**Assigned task:** Extract each line of the entries below that contains the word "positive", treating uppercase and lowercase letters as distinct.
*** Begin section ***
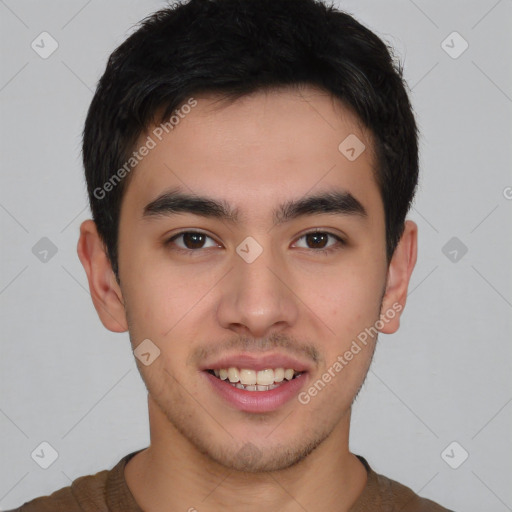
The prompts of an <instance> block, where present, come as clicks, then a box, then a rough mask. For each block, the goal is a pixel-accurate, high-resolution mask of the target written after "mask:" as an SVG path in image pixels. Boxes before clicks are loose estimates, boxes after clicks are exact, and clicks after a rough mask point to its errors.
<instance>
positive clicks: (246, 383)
mask: <svg viewBox="0 0 512 512" xmlns="http://www.w3.org/2000/svg"><path fill="white" fill-rule="evenodd" d="M213 371H214V373H215V375H216V376H217V377H219V378H220V379H222V380H226V379H228V380H229V382H240V383H241V384H244V385H254V384H259V385H261V386H270V385H271V384H274V383H275V382H282V381H283V379H286V380H292V379H293V376H294V375H295V370H293V369H292V368H286V369H284V368H275V369H271V368H269V369H266V370H259V371H256V370H249V369H246V368H242V369H238V368H235V367H231V368H220V369H219V370H213Z"/></svg>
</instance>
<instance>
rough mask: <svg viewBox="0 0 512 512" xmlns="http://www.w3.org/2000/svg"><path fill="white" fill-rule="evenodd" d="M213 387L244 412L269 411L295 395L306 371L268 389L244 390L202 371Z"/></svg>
mask: <svg viewBox="0 0 512 512" xmlns="http://www.w3.org/2000/svg"><path fill="white" fill-rule="evenodd" d="M203 373H204V374H205V375H206V378H207V379H208V380H209V382H210V384H211V385H212V386H213V389H214V390H215V391H216V392H217V393H218V394H219V395H220V396H221V397H222V398H224V399H225V400H226V401H227V402H229V403H230V404H231V405H232V406H234V407H236V408H237V409H239V410H240V411H244V412H271V411H275V410H276V409H279V407H281V406H282V405H284V404H285V403H286V402H288V401H290V400H291V399H292V398H294V397H295V396H297V394H298V393H299V391H300V389H301V388H302V387H303V386H304V384H305V382H306V373H302V374H301V375H300V376H299V377H296V378H295V379H292V380H289V381H285V382H284V384H281V385H280V386H279V387H277V388H274V389H271V390H269V391H246V390H245V389H238V388H237V387H235V386H232V385H231V384H230V383H229V381H225V380H221V379H219V378H218V377H215V376H214V375H212V374H211V373H209V372H207V371H204V372H203Z"/></svg>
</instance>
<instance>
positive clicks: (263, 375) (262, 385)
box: [256, 370, 293, 386]
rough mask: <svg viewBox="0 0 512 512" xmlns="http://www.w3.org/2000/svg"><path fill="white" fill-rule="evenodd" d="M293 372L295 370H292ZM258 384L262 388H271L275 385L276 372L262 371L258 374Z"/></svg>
mask: <svg viewBox="0 0 512 512" xmlns="http://www.w3.org/2000/svg"><path fill="white" fill-rule="evenodd" d="M292 372H293V370H292ZM256 382H257V383H258V384H261V385H262V386H269V385H270V384H273V383H274V370H260V371H259V372H258V373H257V374H256Z"/></svg>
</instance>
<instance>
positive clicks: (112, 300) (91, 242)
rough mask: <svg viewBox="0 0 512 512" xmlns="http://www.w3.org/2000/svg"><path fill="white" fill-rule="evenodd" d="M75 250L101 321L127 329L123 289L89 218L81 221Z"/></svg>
mask: <svg viewBox="0 0 512 512" xmlns="http://www.w3.org/2000/svg"><path fill="white" fill-rule="evenodd" d="M77 253H78V257H79V258H80V261H81V263H82V265H83V267H84V270H85V273H86V274H87V279H88V281H89V290H90V292H91V298H92V301H93V304H94V307H95V308H96V311H97V313H98V316H99V317H100V320H101V322H102V323H103V325H104V326H105V327H106V328H107V329H109V330H110V331H113V332H125V331H127V330H128V324H127V321H126V314H125V309H124V300H123V296H122V292H121V289H120V287H119V284H118V283H117V281H116V279H115V275H114V272H113V271H112V266H111V264H110V261H109V259H108V256H107V253H106V251H105V247H104V244H103V241H102V240H101V238H100V236H99V234H98V231H97V229H96V224H95V223H94V221H92V220H91V219H89V220H86V221H84V222H82V224H81V225H80V238H79V240H78V245H77Z"/></svg>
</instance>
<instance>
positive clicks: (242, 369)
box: [240, 369, 256, 385]
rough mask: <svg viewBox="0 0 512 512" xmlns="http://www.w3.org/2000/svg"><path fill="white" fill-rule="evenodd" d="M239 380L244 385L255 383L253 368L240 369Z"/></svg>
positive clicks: (254, 374)
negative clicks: (244, 384) (239, 376)
mask: <svg viewBox="0 0 512 512" xmlns="http://www.w3.org/2000/svg"><path fill="white" fill-rule="evenodd" d="M240 382H241V383H242V384H245V385H252V384H256V372H255V371H254V370H246V369H242V370H240Z"/></svg>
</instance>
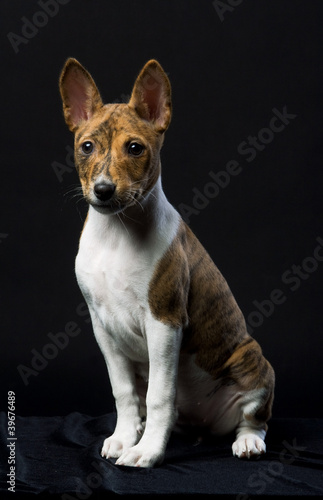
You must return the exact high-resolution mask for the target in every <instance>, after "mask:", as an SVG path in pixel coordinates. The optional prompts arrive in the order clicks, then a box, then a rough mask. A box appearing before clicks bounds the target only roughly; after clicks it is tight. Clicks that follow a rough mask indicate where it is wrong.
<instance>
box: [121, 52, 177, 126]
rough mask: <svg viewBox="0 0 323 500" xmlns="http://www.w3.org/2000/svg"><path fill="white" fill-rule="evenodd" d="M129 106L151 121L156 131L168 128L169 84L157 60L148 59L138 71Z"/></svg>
mask: <svg viewBox="0 0 323 500" xmlns="http://www.w3.org/2000/svg"><path fill="white" fill-rule="evenodd" d="M129 106H130V107H132V108H134V109H135V110H136V111H137V113H138V114H139V116H140V117H141V118H142V119H144V120H147V121H149V122H151V123H153V125H154V126H155V129H156V130H157V131H158V132H160V133H162V132H165V130H166V129H167V128H168V126H169V123H170V120H171V114H172V103H171V86H170V83H169V80H168V78H167V75H166V73H165V72H164V70H163V68H162V67H161V65H160V64H159V63H158V62H157V61H155V60H153V59H152V60H151V61H148V62H147V64H145V66H144V67H143V69H142V70H141V72H140V73H139V76H138V78H137V80H136V81H135V85H134V88H133V90H132V94H131V98H130V101H129Z"/></svg>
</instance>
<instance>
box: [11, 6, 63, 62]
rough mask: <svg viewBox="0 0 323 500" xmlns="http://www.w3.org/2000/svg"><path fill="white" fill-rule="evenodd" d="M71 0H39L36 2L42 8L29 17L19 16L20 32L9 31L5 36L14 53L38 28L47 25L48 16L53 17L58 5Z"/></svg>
mask: <svg viewBox="0 0 323 500" xmlns="http://www.w3.org/2000/svg"><path fill="white" fill-rule="evenodd" d="M70 1H71V0H39V1H38V2H37V4H38V5H39V7H40V8H41V9H42V10H38V11H36V12H35V13H34V14H33V16H32V18H31V19H28V18H27V17H26V16H23V17H22V18H21V21H22V26H21V34H20V35H18V34H17V33H13V32H12V31H10V32H9V33H8V34H7V38H8V40H9V42H10V44H11V46H12V48H13V50H14V52H15V53H16V54H18V52H19V49H20V45H21V44H23V45H26V44H27V43H28V42H29V40H31V39H32V38H34V37H35V36H36V35H37V33H38V32H39V29H40V28H44V27H45V26H47V24H48V21H49V18H50V17H55V16H56V15H57V14H58V12H59V7H60V5H66V4H68V3H69V2H70Z"/></svg>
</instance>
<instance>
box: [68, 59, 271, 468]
mask: <svg viewBox="0 0 323 500" xmlns="http://www.w3.org/2000/svg"><path fill="white" fill-rule="evenodd" d="M59 86H60V93H61V97H62V101H63V112H64V117H65V121H66V123H67V125H68V127H69V129H70V130H71V131H72V132H73V133H74V134H75V165H76V169H77V172H78V174H79V178H80V182H81V186H82V192H83V196H84V198H85V200H86V201H87V202H88V204H89V210H88V214H87V218H86V220H85V224H84V228H83V231H82V233H81V238H80V243H79V251H78V254H77V257H76V262H75V270H76V276H77V281H78V284H79V286H80V289H81V291H82V293H83V296H84V298H85V300H86V302H87V305H88V307H89V311H90V315H91V320H92V325H93V330H94V334H95V337H96V340H97V342H98V344H99V346H100V349H101V351H102V353H103V356H104V358H105V361H106V364H107V368H108V373H109V377H110V381H111V387H112V392H113V396H114V398H115V405H116V412H117V423H116V428H115V430H114V432H113V434H112V435H111V436H110V437H107V438H106V439H105V441H104V443H103V448H102V451H101V455H102V457H105V458H110V457H111V458H116V459H117V460H116V462H115V463H116V464H117V465H125V466H133V467H135V466H136V467H152V466H154V465H156V464H159V463H161V462H162V461H163V458H164V455H165V449H166V446H167V442H168V439H169V436H170V434H171V432H172V430H173V429H174V430H181V429H182V430H183V429H188V428H195V429H199V428H201V429H202V430H203V432H204V431H205V430H207V431H208V432H210V433H212V434H213V435H219V436H221V435H225V434H229V433H231V432H233V431H235V436H236V437H235V441H234V443H233V445H232V451H233V455H235V456H237V457H240V458H243V457H246V458H250V457H252V456H258V455H260V454H262V453H264V452H265V450H266V446H265V442H264V439H265V435H266V432H267V423H266V422H267V421H268V420H269V418H270V417H271V410H272V403H273V395H274V371H273V368H272V367H271V365H270V364H269V362H268V361H267V360H266V359H265V358H264V356H263V354H262V351H261V348H260V346H259V344H258V343H257V342H256V341H255V340H254V339H253V338H252V337H251V336H250V335H249V334H248V332H247V328H246V323H245V320H244V317H243V315H242V312H241V310H240V309H239V307H238V305H237V303H236V301H235V299H234V297H233V295H232V292H231V290H230V288H229V286H228V284H227V282H226V281H225V279H224V278H223V276H222V274H221V273H220V271H219V270H218V268H217V267H216V266H215V264H214V263H213V261H212V260H211V258H210V256H209V254H208V253H207V252H206V250H205V249H204V248H203V246H202V245H201V243H200V242H199V241H198V239H197V238H196V237H195V235H194V234H193V232H192V231H191V229H190V228H189V227H188V226H187V225H186V224H185V222H184V221H183V220H182V219H181V217H180V215H179V213H178V212H177V211H176V210H175V208H174V207H173V206H172V205H171V204H170V203H169V202H168V200H167V198H166V196H165V194H164V192H163V189H162V184H161V161H160V150H161V147H162V145H163V141H164V134H165V131H166V130H167V128H168V126H169V123H170V120H171V114H172V103H171V86H170V82H169V79H168V77H167V75H166V73H165V72H164V70H163V69H162V67H161V66H160V64H159V63H158V62H157V61H155V60H150V61H148V62H147V64H146V65H145V66H144V67H143V68H142V70H141V72H140V73H139V75H138V77H137V79H136V80H135V84H134V87H133V90H132V93H131V97H130V100H129V102H128V103H114V104H107V105H104V104H103V102H102V99H101V96H100V93H99V91H98V88H97V86H96V84H95V82H94V80H93V79H92V77H91V75H90V73H89V72H88V71H87V70H86V69H85V68H84V67H83V66H82V65H81V64H80V63H79V62H78V61H77V60H76V59H73V58H70V59H68V60H67V61H66V63H65V66H64V68H63V70H62V72H61V75H60V82H59ZM143 412H145V415H146V417H145V418H144V417H143Z"/></svg>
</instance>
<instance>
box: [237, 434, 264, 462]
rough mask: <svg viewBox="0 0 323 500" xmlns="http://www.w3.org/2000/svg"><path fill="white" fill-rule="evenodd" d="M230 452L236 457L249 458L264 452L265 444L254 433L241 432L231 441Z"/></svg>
mask: <svg viewBox="0 0 323 500" xmlns="http://www.w3.org/2000/svg"><path fill="white" fill-rule="evenodd" d="M232 452H233V455H235V456H236V457H238V458H250V457H253V456H257V455H261V454H262V453H266V445H265V443H264V441H263V440H262V439H261V438H260V437H259V436H257V435H256V434H252V433H250V434H243V435H242V436H240V437H239V438H238V439H237V440H236V441H235V442H234V443H233V445H232Z"/></svg>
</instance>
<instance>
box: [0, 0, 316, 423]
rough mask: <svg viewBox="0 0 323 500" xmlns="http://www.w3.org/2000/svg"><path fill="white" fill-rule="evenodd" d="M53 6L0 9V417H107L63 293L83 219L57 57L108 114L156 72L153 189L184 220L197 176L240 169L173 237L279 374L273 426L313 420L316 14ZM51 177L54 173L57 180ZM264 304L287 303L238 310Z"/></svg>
mask: <svg viewBox="0 0 323 500" xmlns="http://www.w3.org/2000/svg"><path fill="white" fill-rule="evenodd" d="M65 2H66V0H65ZM49 3H51V4H52V9H54V7H53V5H55V4H53V2H49ZM223 3H224V4H227V5H229V0H223ZM44 4H47V2H46V1H44ZM217 5H218V6H219V5H220V3H219V2H218V4H217ZM233 5H235V6H233ZM56 6H57V9H56V10H58V12H57V13H55V14H52V17H50V16H48V15H47V21H46V16H44V15H43V14H37V13H39V12H44V8H43V7H42V4H41V2H40V4H39V3H38V2H37V1H31V0H30V1H29V0H28V1H26V0H24V1H22V0H21V1H19V0H12V1H11V2H1V6H0V10H1V12H0V19H1V38H0V43H1V86H2V92H1V129H2V132H1V213H0V216H1V219H0V235H1V238H0V262H1V271H0V272H1V288H0V292H1V354H0V355H1V359H0V369H1V389H2V391H1V401H0V407H1V408H3V409H5V408H6V401H7V396H6V393H7V391H9V390H13V391H15V392H16V402H17V414H20V415H35V414H36V415H37V414H38V415H41V414H43V415H63V414H67V413H69V412H72V411H80V412H84V413H88V414H90V415H100V414H102V413H105V412H108V411H111V410H112V408H113V401H112V397H111V392H110V386H109V381H108V375H107V372H106V368H105V365H104V362H103V357H102V355H101V353H100V351H99V348H98V347H97V345H96V342H95V340H94V337H93V334H92V328H91V325H90V324H89V322H88V321H86V320H87V315H86V314H85V315H84V309H83V308H82V306H80V304H81V303H82V302H83V299H82V296H81V293H80V291H79V289H78V287H77V284H76V280H75V276H74V258H75V255H76V253H77V247H78V238H79V234H80V231H81V229H82V223H83V221H84V218H85V215H86V205H85V204H84V202H83V201H80V200H79V199H78V198H74V197H73V194H74V192H73V191H72V190H73V188H75V187H76V186H77V185H78V179H77V175H76V173H75V172H74V170H73V169H72V168H71V167H70V161H71V158H70V155H69V156H68V157H67V158H66V156H67V155H68V151H69V149H68V148H69V147H71V146H72V144H73V138H72V135H71V134H70V132H69V131H68V130H67V127H66V126H65V123H64V120H63V117H62V110H61V102H60V97H59V93H58V84H57V82H58V77H59V73H60V70H61V68H62V66H63V64H64V61H65V59H66V58H67V57H69V56H73V57H76V58H77V59H79V60H80V62H81V63H82V64H83V65H84V66H85V67H86V68H87V69H88V70H89V71H90V72H91V73H92V75H93V77H94V79H95V81H96V83H97V85H98V87H99V89H100V90H101V92H102V95H103V98H104V100H105V101H106V102H112V101H121V100H123V99H124V98H125V96H126V95H129V94H130V92H131V88H132V85H133V82H134V79H135V77H136V75H137V73H138V72H139V70H140V68H141V67H142V66H143V64H144V63H145V62H146V61H147V60H148V59H150V58H156V59H158V60H159V61H160V63H161V64H162V65H163V67H164V69H165V71H166V72H167V73H168V75H169V78H170V80H171V83H172V88H173V105H174V114H173V121H172V124H171V127H170V129H169V131H168V132H167V135H166V142H165V146H164V148H163V151H162V163H163V185H164V190H165V192H166V194H167V196H168V198H169V200H170V201H171V203H172V204H173V205H174V206H175V207H177V208H178V207H179V206H180V205H181V204H186V205H189V206H191V207H194V205H193V202H194V192H193V189H197V190H199V191H200V192H203V190H204V189H205V186H206V184H207V183H208V182H210V180H211V179H210V176H209V172H210V171H212V172H213V173H214V174H217V173H218V172H219V171H221V170H224V169H225V166H226V164H227V163H228V162H229V161H230V160H236V161H237V162H238V163H239V165H240V167H241V172H240V173H239V175H237V176H234V177H233V176H232V177H231V180H230V183H229V185H228V186H227V187H225V188H222V189H220V192H219V195H218V196H217V197H215V198H212V199H209V201H208V204H207V206H206V207H205V208H204V209H201V210H200V213H199V214H194V215H192V216H191V217H190V221H189V224H190V227H191V228H192V229H193V231H194V232H195V233H196V234H197V236H198V237H199V239H200V240H201V241H202V243H203V244H204V246H205V247H206V248H207V250H208V251H209V253H210V254H211V256H212V258H213V259H214V261H215V262H216V264H217V265H218V267H219V268H220V270H221V271H222V273H223V274H224V276H225V277H226V279H227V280H228V282H229V284H230V287H231V289H232V291H233V293H234V295H235V297H236V299H237V301H238V303H239V305H240V307H241V309H242V310H243V312H244V314H245V315H246V317H247V318H248V317H249V318H250V317H251V318H253V323H254V324H255V323H257V326H256V327H254V331H253V335H254V337H255V338H256V339H257V340H258V341H259V342H260V344H261V346H262V348H263V351H264V353H265V355H266V357H267V358H268V359H269V360H270V361H271V363H272V365H273V366H274V368H275V371H276V375H277V387H276V399H275V405H274V414H275V416H277V417H281V416H288V417H293V416H295V417H296V416H301V417H313V416H320V415H321V396H320V394H321V388H320V383H321V381H322V376H321V364H322V361H321V360H322V340H321V338H322V296H321V280H322V276H323V262H322V261H321V262H317V264H316V265H315V262H314V261H313V259H312V260H311V259H309V258H310V257H313V254H314V250H315V248H316V247H318V246H319V243H318V242H317V240H316V239H317V238H318V237H321V238H323V227H322V146H321V143H322V131H323V130H322V129H323V127H322V108H321V93H322V63H321V60H322V57H321V53H322V39H323V34H322V13H323V5H322V2H319V0H317V1H313V0H311V1H309V2H304V1H298V0H292V1H291V0H290V1H288V0H283V1H281V0H271V1H261V0H257V1H256V0H242V1H240V2H238V1H237V0H236V1H233V0H231V7H230V6H229V7H230V9H228V10H226V11H224V12H223V13H222V19H221V15H219V13H218V12H217V11H216V8H215V5H214V2H212V1H211V0H199V1H197V0H118V2H114V1H112V0H108V1H104V0H91V1H89V0H77V1H76V0H70V1H67V3H66V4H65V5H63V4H60V5H58V3H57V2H56ZM58 7H59V9H58ZM22 18H24V19H23V20H22ZM26 19H27V20H28V21H29V22H33V23H36V24H37V23H38V24H39V25H41V24H42V25H43V26H41V27H38V28H37V27H36V28H37V30H36V29H34V31H33V28H32V27H30V26H29V28H28V29H29V31H28V29H27V28H25V29H27V35H28V36H29V39H28V38H26V37H25V42H26V43H23V42H21V43H19V44H18V45H16V50H14V46H13V45H14V42H13V41H12V40H13V38H12V37H13V35H9V37H10V36H11V41H10V39H9V38H8V34H9V33H14V34H15V35H19V36H20V37H21V36H23V33H25V34H26V31H25V32H23V29H24V28H23V27H24V24H25V23H26ZM36 31H37V32H36ZM16 40H17V38H16ZM284 107H286V110H287V113H289V114H293V115H297V116H296V117H295V118H293V119H290V123H289V124H288V125H286V126H285V128H284V130H282V131H281V132H279V133H278V132H276V133H274V134H272V137H271V138H270V141H269V142H268V143H267V144H265V147H264V148H263V149H262V151H257V155H256V157H255V158H254V159H253V161H250V162H248V161H247V159H248V155H246V154H245V155H243V154H241V153H239V152H238V147H239V145H240V144H241V143H242V142H243V141H248V136H257V135H258V133H259V131H261V129H263V128H266V127H268V126H269V123H270V120H271V118H272V117H273V116H274V114H273V111H272V110H273V109H274V108H276V109H277V110H279V111H280V112H282V111H283V109H284ZM262 133H263V134H265V135H263V136H262V137H267V138H268V135H267V136H266V133H265V132H262ZM55 162H56V163H55ZM57 163H60V164H61V165H65V166H66V167H67V168H66V171H64V172H63V173H62V175H61V177H59V176H58V175H57V173H55V170H54V167H53V164H54V165H57ZM195 203H196V200H195ZM195 208H196V207H195ZM322 243H323V242H322ZM321 246H323V244H322V245H321ZM321 255H323V250H322V251H321ZM313 262H314V263H313ZM294 265H297V266H298V265H299V266H301V268H302V269H303V271H302V272H303V273H305V274H302V277H300V278H299V279H298V282H296V281H291V280H290V278H291V277H292V276H294V273H295V272H296V271H293V266H294ZM304 266H305V267H307V268H308V269H309V268H310V267H311V266H312V268H313V269H311V272H306V271H304ZM315 267H317V268H316V269H315ZM294 269H295V268H294ZM284 273H287V274H284ZM283 275H285V280H284V279H283V278H282V276H283ZM305 276H307V278H305ZM286 277H287V278H288V279H289V281H288V279H287V280H286ZM292 288H295V289H294V290H292ZM277 289H278V290H280V291H281V297H283V298H284V299H285V300H284V302H283V303H281V304H279V305H275V306H270V305H269V304H268V303H267V311H269V312H267V313H266V314H267V316H268V317H266V315H265V314H264V313H263V314H262V313H259V310H258V309H257V307H256V305H255V304H254V301H258V302H259V303H260V302H263V301H264V300H268V299H269V298H270V296H271V295H272V293H273V291H274V290H277ZM80 307H81V309H80ZM254 311H258V314H257V315H255V314H253V315H252V316H249V315H250V314H251V313H252V312H254ZM70 322H74V323H76V324H77V325H76V326H75V329H76V331H77V332H79V333H78V335H77V336H75V337H71V338H69V343H68V345H66V347H65V348H60V349H58V348H57V349H56V353H55V351H53V350H51V349H50V348H48V347H46V346H47V345H48V344H50V343H52V341H51V340H50V339H49V337H48V334H49V333H52V334H54V335H56V334H57V333H58V332H62V331H64V329H65V328H66V325H68V324H69V323H70ZM74 331H75V330H74ZM43 349H45V352H46V353H47V355H52V358H53V359H50V360H47V361H46V360H45V362H44V365H45V363H46V366H41V365H40V364H39V365H38V369H37V370H35V371H34V372H33V373H32V374H30V376H28V377H27V378H26V379H25V382H26V383H24V381H23V379H22V377H21V375H20V374H19V372H18V369H17V367H19V366H21V365H23V366H25V367H27V368H31V367H32V364H31V363H32V358H33V356H34V353H35V352H36V351H37V352H38V353H41V352H42V350H43ZM46 349H47V350H46ZM32 350H33V351H32ZM39 363H41V362H39ZM121 376H122V374H121Z"/></svg>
*** End section ***
**Response:**
positive clicks: (246, 383)
positive clicks: (263, 375) (262, 385)
positive clicks: (112, 300) (91, 242)
positive clicks: (242, 369)
positive clicks: (254, 374)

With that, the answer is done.